* _Exercise aim_:
Return every entry in the listing word for word.

* _Input data_:
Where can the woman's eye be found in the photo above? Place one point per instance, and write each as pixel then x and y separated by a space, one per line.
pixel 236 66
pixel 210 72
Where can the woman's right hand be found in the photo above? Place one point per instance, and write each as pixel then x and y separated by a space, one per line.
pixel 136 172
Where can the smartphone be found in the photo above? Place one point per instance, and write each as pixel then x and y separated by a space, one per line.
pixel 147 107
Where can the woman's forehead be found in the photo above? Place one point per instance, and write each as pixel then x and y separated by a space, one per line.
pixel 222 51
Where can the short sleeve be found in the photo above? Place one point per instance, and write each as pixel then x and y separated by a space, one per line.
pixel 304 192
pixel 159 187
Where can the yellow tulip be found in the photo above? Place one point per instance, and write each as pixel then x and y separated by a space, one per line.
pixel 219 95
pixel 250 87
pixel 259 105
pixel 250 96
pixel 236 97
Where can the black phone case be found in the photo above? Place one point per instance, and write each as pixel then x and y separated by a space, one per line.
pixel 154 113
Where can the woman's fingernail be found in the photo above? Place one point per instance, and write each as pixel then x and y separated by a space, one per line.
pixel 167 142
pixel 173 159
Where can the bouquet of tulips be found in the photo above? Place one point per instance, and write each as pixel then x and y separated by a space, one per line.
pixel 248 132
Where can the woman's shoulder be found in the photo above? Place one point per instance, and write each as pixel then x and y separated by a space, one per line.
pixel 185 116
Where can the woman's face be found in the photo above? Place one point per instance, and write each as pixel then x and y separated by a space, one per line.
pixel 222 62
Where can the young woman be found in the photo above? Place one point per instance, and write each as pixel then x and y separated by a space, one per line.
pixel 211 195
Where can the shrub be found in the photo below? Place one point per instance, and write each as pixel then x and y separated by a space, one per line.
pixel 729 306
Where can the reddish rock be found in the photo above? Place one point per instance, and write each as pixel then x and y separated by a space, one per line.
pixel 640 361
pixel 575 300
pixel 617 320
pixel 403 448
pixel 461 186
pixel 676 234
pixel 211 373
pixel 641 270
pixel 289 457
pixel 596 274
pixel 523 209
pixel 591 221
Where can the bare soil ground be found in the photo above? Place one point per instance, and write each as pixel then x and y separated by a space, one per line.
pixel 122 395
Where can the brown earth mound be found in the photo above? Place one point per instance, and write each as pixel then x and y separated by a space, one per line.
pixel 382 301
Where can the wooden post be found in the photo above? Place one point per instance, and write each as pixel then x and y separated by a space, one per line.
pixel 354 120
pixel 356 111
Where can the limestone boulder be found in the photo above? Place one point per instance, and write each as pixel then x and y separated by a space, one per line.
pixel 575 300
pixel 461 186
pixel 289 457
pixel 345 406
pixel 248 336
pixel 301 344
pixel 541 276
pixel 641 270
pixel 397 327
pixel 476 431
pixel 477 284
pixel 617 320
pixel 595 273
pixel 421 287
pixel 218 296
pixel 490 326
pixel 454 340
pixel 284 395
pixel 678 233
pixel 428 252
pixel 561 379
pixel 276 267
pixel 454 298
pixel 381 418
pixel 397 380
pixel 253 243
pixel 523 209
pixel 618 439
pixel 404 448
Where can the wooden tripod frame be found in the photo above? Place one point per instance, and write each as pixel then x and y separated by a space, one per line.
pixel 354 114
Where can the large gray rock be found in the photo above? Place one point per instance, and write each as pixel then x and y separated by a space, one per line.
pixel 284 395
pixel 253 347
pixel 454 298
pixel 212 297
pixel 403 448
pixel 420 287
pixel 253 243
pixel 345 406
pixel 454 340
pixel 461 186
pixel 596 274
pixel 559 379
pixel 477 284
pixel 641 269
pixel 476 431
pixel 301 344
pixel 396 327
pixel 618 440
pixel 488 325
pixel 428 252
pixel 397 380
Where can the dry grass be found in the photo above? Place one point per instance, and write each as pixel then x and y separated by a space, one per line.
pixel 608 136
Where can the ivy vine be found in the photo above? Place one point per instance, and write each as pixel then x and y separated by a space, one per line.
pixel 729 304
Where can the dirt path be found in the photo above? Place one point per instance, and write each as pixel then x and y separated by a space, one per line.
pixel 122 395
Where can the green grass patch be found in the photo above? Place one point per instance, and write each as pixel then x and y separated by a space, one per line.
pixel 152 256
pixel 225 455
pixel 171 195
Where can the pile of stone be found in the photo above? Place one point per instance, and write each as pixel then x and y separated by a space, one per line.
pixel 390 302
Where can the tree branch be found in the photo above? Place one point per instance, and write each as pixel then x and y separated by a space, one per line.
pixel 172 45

* _Expected answer_:
Where can the woman's eye be found in the photo above? Place one point per instance, and write each as pixel then x and y separated by a space, one per line.
pixel 236 66
pixel 210 72
Where can the woman's right hand be found in the photo above? Place one point per instance, and write each as pixel then x and y separated by a space, one per line.
pixel 136 172
Where can the smartphone be found in the photo above? Place one point per instance, and write each as pixel then x and y separated by a space, one per line.
pixel 147 107
Where can the woman's forehead be found in the photo above? Place one point per instance, and write each as pixel then x and y separated by a space, one per line.
pixel 222 51
Where can the short sleeve be found in the photo above? Place one point per instance, and write each as pixel then x and y separated by a space, one per line.
pixel 304 192
pixel 159 187
Where can the yellow tulip be found in the photo above? Place one point per instance, and write each as pixel then x and y separated by a space, one per line.
pixel 219 95
pixel 250 87
pixel 259 105
pixel 250 96
pixel 236 97
Where can the black phone case be found in the photo above? Place one point per instance, and write each as pixel then x and y separated by a space, one per line.
pixel 154 113
Where can the woman's fingernail be found in the photo above? Place one point per instance, and write each as pixel then x and y separated by a space, one per line.
pixel 167 142
pixel 173 159
Where can the bouquet of tulips be found in the photo above? Place one point per instance, and write each as pixel then x and y separated by a space, one per line.
pixel 248 132
Where can the woman's shoulder be found in the photo above? Place one point per instance, and write each as pixel then x and y separated by a space, one per line.
pixel 185 116
Where can the woman's face be found in the photo above? Place one point per instance, and write each as pixel then x and y separated by a space, one per line.
pixel 222 62
Where can the young woman be found in the photo above? Place one point per instance, and write each as pixel then x and y separated by a space, one per line.
pixel 211 195
Where can the shrub be found in the photo below? Place one point per instance, and write each as pixel then x and y separated by a space, one per line.
pixel 729 306
Where can the reddish rock be found in the photo above? Place one point per instance, and write each as pixel then x and y separated by a space, one per line.
pixel 640 361
pixel 575 300
pixel 617 320
pixel 403 448
pixel 461 186
pixel 676 234
pixel 211 373
pixel 641 270
pixel 289 457
pixel 596 274
pixel 523 209
pixel 591 221
Where can the bare soil ground be found in the photo above? Place one point per instance, and write each as pixel then x and y separated by a space, one per line.
pixel 122 395
Where can the brown earth mound be found in the photo above? Place one point per instance, and write each as pixel then x and y separated by a space, one per line.
pixel 382 301
Where can the wooden post be found in the photo above? Place one point per instance, and write each as pixel then x and y separated by a space, one per line.
pixel 354 120
pixel 356 111
Where can the limestone boulder be found in the photo above? Place one point per instance, and write each as pixel then x and y separated by a space, one per line.
pixel 575 300
pixel 461 186
pixel 289 457
pixel 345 406
pixel 248 336
pixel 301 344
pixel 541 276
pixel 641 270
pixel 397 327
pixel 476 431
pixel 477 284
pixel 617 320
pixel 595 273
pixel 421 287
pixel 218 296
pixel 490 326
pixel 454 340
pixel 284 395
pixel 678 233
pixel 428 252
pixel 561 379
pixel 276 267
pixel 454 298
pixel 381 418
pixel 397 380
pixel 253 243
pixel 523 209
pixel 618 439
pixel 404 448
Where can the wooden tripod frame be found in the photo above? Place one point per instance, and write each as pixel then x and y separated by a space, one per line.
pixel 354 114
Where can the large gray rock be found in the photo above? Place one point per instance, and write each as pixel then x and y separated by a space, one per line.
pixel 284 395
pixel 253 347
pixel 454 298
pixel 212 297
pixel 403 448
pixel 420 287
pixel 253 243
pixel 345 406
pixel 454 340
pixel 461 186
pixel 596 274
pixel 559 379
pixel 477 284
pixel 641 269
pixel 476 431
pixel 301 344
pixel 396 327
pixel 618 440
pixel 488 325
pixel 428 252
pixel 397 380
Where can the dry grass be found in the photo above? Place one point per instance, and write each as pixel then x and y separated by a space, one per line.
pixel 608 136
Where can the ivy vine be found in the photo above? Place one point per instance, and write each as pixel then x and y separated by a space, one per line.
pixel 729 304
Where can the dirt path be found in the photo above? Place one point per instance, and write each as pixel then x and y separated by a space, one per line.
pixel 122 395
Where can the green grass patch be found in the photo above? Place one point per instance, and write each as pixel then x and y separated by a space, one per line.
pixel 152 256
pixel 225 455
pixel 171 195
Where can the pile of stone be found in the photo above? Place one point per instance, and write each as pixel then x and y separated by a space, one per line.
pixel 390 302
Where can the tree branch be found in the photo above? Place one point per instance, and write each as pixel then x and y separated by a space, one per line.
pixel 172 45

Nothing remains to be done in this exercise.